• **Tasks to carry out**
- a) Answer these questions from the passage on engaging remote employees:
(i) Which three drivers of engagement does the passage name?
(ii) How does the passage define employee engagement?
(iii) What should a performance profile define for each role?
- b) Carry on the passage on engaging remote employees, starting after its final sentence.

• **Document section**
::::::::

The lunch group that discusses politics, the environment, cooking, and how to be better parents.

The friendships that have developed in the workplace that have moved to outside the workplace.

The one-on-one meetings that focused on performance, development, and relationship-building.

The team meetings that brainstormed ideas, celebrated successes, and made work feel personal.

All of the above have always been part of what makes a workplace engaging. Yet for many organizations that have moved to remote working, especially those that will keep their employees remote as the pandemic subsides, a new challenge will emerge: How do you replicate some of these events, and the feelings that these events create, when employees are now separated by distance? 

The answers are rooted in employee engagement, or the discretionary effort that employees put into their work. The more engaged an employee, the greater the person’s commitment to the organization, which subsequently impacts productivity and performance. 

In a post-COVID-19 workplace, you’ll need to rethink how you engage remote employees. The starting place is to go back to what have been the drivers of engagement in our pre-COVID-19 world: alignment, relationships and development. Combined, these create a remarkable employee experience. Here’s how to deliver them remotely.

1. Alignment

Alignment refers to knowing what each role at your organization does, the attributes required to do it well (i.e., behaviors, skills, experience, education), and using this information to ensure that employees are good fits for their roles. People are not engaged when they don’t feel capable, competent, and confident in what they are doing. 

To activate engagement through alignment, start by creating a performance profile for each role, which should define the major and specific tasks of the job, as well as the specific behaviors, skills, experience, and education required to do it well — and do it well remotely. This will likely entail emphasizing greater personal organization, confidence, critical thinking, professionalism, and problem-solving. Though always important in a workplace environment, these become more critical in a remote environment. 

2. Relationships 

The connections that managers create with their employees are vital for engagement. The more personalized, supportive, and coach-like the relationships, the more included and valued employees will feel.

::::::::

• **The data**

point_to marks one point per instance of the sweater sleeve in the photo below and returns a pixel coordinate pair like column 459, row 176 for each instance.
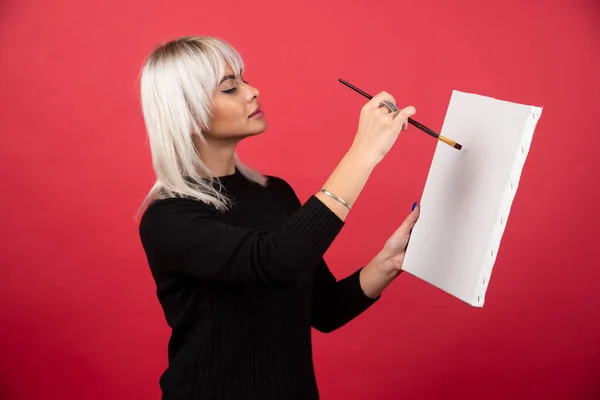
column 335, row 303
column 186, row 237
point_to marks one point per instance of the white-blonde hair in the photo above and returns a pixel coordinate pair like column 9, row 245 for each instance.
column 177, row 82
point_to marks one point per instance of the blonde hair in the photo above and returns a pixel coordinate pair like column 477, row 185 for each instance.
column 177, row 82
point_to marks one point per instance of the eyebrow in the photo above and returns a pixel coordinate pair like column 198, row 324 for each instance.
column 226, row 78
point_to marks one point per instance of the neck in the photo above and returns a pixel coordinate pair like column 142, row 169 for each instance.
column 218, row 156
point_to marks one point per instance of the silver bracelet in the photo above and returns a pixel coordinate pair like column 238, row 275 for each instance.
column 333, row 196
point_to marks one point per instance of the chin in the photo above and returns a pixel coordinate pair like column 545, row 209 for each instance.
column 258, row 130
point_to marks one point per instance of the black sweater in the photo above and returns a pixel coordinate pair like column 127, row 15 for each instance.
column 242, row 289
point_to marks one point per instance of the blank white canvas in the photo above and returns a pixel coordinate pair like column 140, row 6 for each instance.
column 468, row 194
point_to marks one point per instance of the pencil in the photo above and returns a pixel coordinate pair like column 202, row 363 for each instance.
column 411, row 121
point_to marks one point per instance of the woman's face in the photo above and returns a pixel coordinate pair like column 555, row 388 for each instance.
column 237, row 112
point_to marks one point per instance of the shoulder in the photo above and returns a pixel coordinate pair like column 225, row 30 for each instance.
column 170, row 214
column 282, row 190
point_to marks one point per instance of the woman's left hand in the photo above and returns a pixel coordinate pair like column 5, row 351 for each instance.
column 395, row 248
column 387, row 265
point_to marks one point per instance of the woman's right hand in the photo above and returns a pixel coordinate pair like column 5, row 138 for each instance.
column 378, row 128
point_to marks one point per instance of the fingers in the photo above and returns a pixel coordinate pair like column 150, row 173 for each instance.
column 374, row 103
column 401, row 120
column 410, row 221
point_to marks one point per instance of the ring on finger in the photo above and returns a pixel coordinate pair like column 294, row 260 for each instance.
column 389, row 105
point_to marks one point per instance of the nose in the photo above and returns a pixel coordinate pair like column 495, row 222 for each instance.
column 252, row 92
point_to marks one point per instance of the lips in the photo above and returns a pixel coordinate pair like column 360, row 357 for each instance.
column 258, row 110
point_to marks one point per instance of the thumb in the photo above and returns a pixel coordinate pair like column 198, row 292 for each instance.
column 410, row 221
column 403, row 115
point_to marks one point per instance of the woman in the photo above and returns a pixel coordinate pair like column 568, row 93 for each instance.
column 237, row 259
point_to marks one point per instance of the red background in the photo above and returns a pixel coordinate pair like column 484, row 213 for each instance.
column 79, row 313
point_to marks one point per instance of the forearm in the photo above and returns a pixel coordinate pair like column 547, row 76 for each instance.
column 374, row 277
column 347, row 181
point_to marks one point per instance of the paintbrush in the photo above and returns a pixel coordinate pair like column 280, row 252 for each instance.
column 411, row 121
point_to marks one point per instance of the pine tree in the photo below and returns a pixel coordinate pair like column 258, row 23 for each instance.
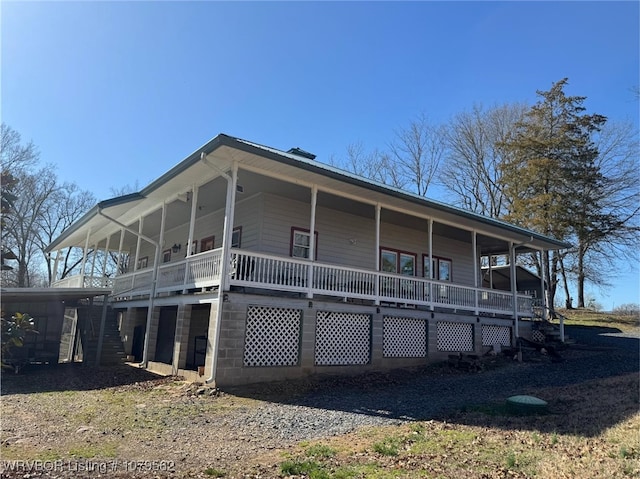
column 550, row 174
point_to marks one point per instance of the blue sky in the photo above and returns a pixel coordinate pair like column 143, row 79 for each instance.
column 118, row 92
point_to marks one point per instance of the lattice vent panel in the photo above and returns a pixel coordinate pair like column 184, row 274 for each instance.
column 492, row 334
column 342, row 339
column 272, row 336
column 404, row 337
column 455, row 336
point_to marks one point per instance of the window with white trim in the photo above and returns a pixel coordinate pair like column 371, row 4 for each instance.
column 301, row 243
column 442, row 268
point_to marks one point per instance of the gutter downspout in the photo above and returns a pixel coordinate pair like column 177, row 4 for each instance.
column 229, row 211
column 154, row 280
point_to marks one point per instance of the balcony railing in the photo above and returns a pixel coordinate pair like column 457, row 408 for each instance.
column 271, row 272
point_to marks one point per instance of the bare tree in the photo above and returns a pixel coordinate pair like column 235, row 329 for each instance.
column 613, row 232
column 415, row 154
column 471, row 171
column 15, row 156
column 374, row 165
column 21, row 232
column 67, row 204
column 39, row 209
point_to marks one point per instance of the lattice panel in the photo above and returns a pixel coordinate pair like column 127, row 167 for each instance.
column 492, row 334
column 404, row 337
column 342, row 339
column 538, row 336
column 272, row 336
column 455, row 336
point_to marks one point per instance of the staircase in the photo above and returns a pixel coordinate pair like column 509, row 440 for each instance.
column 112, row 352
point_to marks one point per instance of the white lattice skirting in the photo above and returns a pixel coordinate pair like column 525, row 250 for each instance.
column 342, row 339
column 404, row 337
column 456, row 337
column 492, row 334
column 272, row 336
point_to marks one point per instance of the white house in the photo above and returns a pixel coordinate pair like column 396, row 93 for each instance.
column 248, row 263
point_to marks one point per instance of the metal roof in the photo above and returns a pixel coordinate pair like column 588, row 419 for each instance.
column 155, row 188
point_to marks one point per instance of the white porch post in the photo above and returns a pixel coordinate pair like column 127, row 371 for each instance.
column 474, row 247
column 93, row 260
column 163, row 219
column 54, row 273
column 377, row 253
column 229, row 212
column 431, row 272
column 135, row 264
column 514, row 287
column 312, row 238
column 543, row 296
column 104, row 261
column 84, row 258
column 490, row 271
column 229, row 218
column 192, row 219
column 119, row 258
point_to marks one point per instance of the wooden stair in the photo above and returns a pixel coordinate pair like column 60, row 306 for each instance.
column 112, row 352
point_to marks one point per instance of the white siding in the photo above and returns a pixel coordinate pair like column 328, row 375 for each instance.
column 343, row 238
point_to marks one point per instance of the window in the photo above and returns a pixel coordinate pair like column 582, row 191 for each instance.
column 142, row 262
column 442, row 268
column 389, row 261
column 397, row 262
column 236, row 237
column 301, row 243
column 206, row 244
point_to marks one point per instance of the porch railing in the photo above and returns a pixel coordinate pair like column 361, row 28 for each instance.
column 81, row 281
column 265, row 271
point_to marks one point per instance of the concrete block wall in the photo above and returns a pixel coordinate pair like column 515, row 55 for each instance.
column 230, row 344
column 181, row 342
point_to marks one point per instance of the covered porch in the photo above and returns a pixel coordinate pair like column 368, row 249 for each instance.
column 271, row 274
column 214, row 194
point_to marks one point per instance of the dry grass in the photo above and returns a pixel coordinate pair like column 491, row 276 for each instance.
column 489, row 443
column 587, row 317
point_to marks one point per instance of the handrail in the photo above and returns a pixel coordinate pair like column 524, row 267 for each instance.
column 267, row 271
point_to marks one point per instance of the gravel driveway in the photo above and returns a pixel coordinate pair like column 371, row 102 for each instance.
column 289, row 412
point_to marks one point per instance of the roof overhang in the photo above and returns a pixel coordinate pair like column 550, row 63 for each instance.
column 224, row 150
column 13, row 295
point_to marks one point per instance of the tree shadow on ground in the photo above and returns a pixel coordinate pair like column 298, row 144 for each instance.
column 72, row 376
column 592, row 389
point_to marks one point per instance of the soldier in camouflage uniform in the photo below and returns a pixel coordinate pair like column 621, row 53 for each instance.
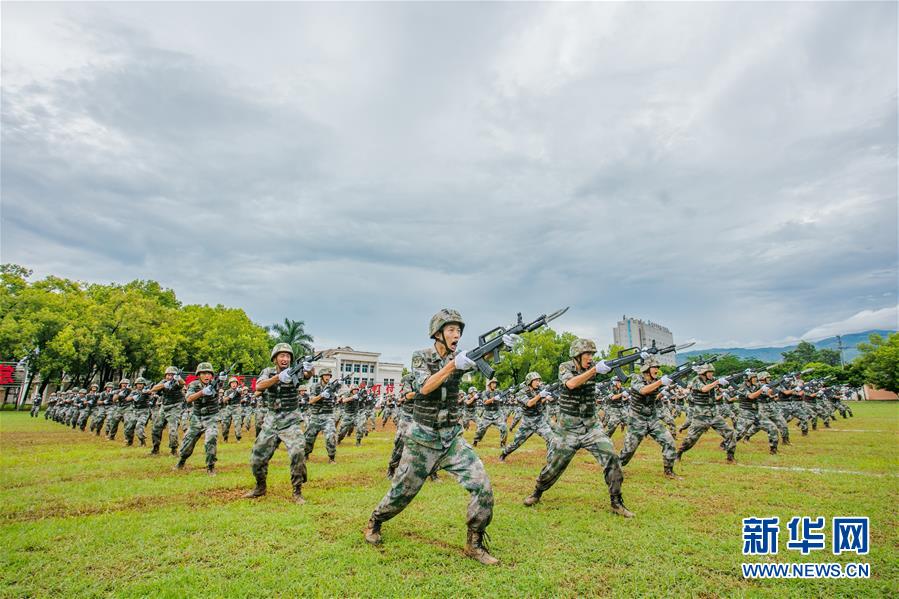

::::::::

• **Answer section**
- a)
(i) Alignment, relationships and development.
(ii) As the discretionary effort that employees put into their work.
(iii) The major and specific tasks of the job, and the specific behaviors, skills, experience, and education required to do it well, including remotely.

- b)
In a conventional, physical workplace, relationships happen almost by accident, often as a result of proximity. In a remote setting, this becomes more complicated and takes more effort. But the effort is essential — because strong relationships encourage greater communication, ideas, commitment, and performance. The reverse of the popular adage, “people quit people before they quit companies” is true: People in sound, caring, supportive, and encouraging relationships stay in those relationships.

Building stronger manager/employee relationships as a driver of engagement directs us to workplace coaching. Managers who learn how to think and act as workplace coaches approach their workplace relationships differently. Using coaching skills — like asking, listening, and guiding — improves relationships and, therefore, engagement. Furthermore, to mitigate distance in a remote work environment, managers should have frequent, guiding, and development-focused interactions with their employees. 

3. Development

Development refers to regularly helping employees improve their performance and skills so they can grow into their potential. This activates employees’ abilities and self-belief.

Develop your people using regular performance conversations that are interactive and structured to review an individual’s performance. Your aim is to gather information to assess successes, challenges, and roadblocks. Then work with employees to develop plans to amplify successes and address and solve issues.

Your objective should be to work together to build action plans that guide people to solving problems. This is especially critical in a remote work environment where an ad hoc learning and development session may or may not happen. Instead, your remote employees will need regularly scheduled events to ensure you can answer the question, How have I helped my employee grow, learn, and improve today? 

Ultimately, exceptional performance is more about how connected and engaged an employee feels, not where they do the work.